§ **What you will do**
Copy out all the entries shown below, exactly as they appear.

Point localization data:
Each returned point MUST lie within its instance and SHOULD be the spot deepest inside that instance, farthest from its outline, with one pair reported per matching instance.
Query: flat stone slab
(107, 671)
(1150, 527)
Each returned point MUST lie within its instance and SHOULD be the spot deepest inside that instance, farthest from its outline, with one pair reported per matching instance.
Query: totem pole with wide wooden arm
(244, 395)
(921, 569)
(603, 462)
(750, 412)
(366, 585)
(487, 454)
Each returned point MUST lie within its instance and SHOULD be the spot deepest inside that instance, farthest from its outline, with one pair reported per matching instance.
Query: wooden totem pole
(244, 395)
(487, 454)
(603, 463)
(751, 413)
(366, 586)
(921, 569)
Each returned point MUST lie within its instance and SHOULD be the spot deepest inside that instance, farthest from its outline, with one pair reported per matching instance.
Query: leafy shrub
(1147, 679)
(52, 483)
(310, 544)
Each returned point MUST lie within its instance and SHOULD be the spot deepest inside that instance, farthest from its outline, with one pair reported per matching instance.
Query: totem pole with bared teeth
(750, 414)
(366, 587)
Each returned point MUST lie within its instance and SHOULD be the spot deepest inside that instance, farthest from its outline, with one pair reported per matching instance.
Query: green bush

§ **Answer for the task**
Each returned point MUST lie within its instance and SHOULD be the spot deepest inside that instance, farthest from its outline, with one pair reported per matching instance.
Query: flat stone slab
(107, 671)
(1150, 527)
Each returned point MUST lie within its instance and SHOULD be the spot deepest inside that instance, farthest from its outline, with one pair reported per matching instance.
Query: totem pole with wide wooden arm
(244, 395)
(921, 569)
(603, 462)
(750, 412)
(366, 585)
(487, 454)
Each returned point MUST lie within its instance and SHOULD be the spot deepest inside that instance, farthest from its outline, with one pair reported per matching instance.
Query: wooden totem pole
(244, 395)
(487, 454)
(603, 463)
(751, 413)
(366, 586)
(921, 569)
Each returned point MUST lie within its instance and SHOULD be the spot deepest inside that instance, farthest from its outline, with one pair reported per matching instance.
Query: leafy shrub
(1147, 679)
(52, 483)
(310, 544)
Each returned point MUST lie within its instance and SHOULD be the spot deepest inside that instance, farthest from its outline, with one pair reported per matching instance.
Query: totem pole with bared teeth
(750, 414)
(366, 587)
Each returned point MUST lie within its instance and SHOULD be the spot deepest inside that instance, farthest from its outline, with one pair reported per matching instance.
Query: green bush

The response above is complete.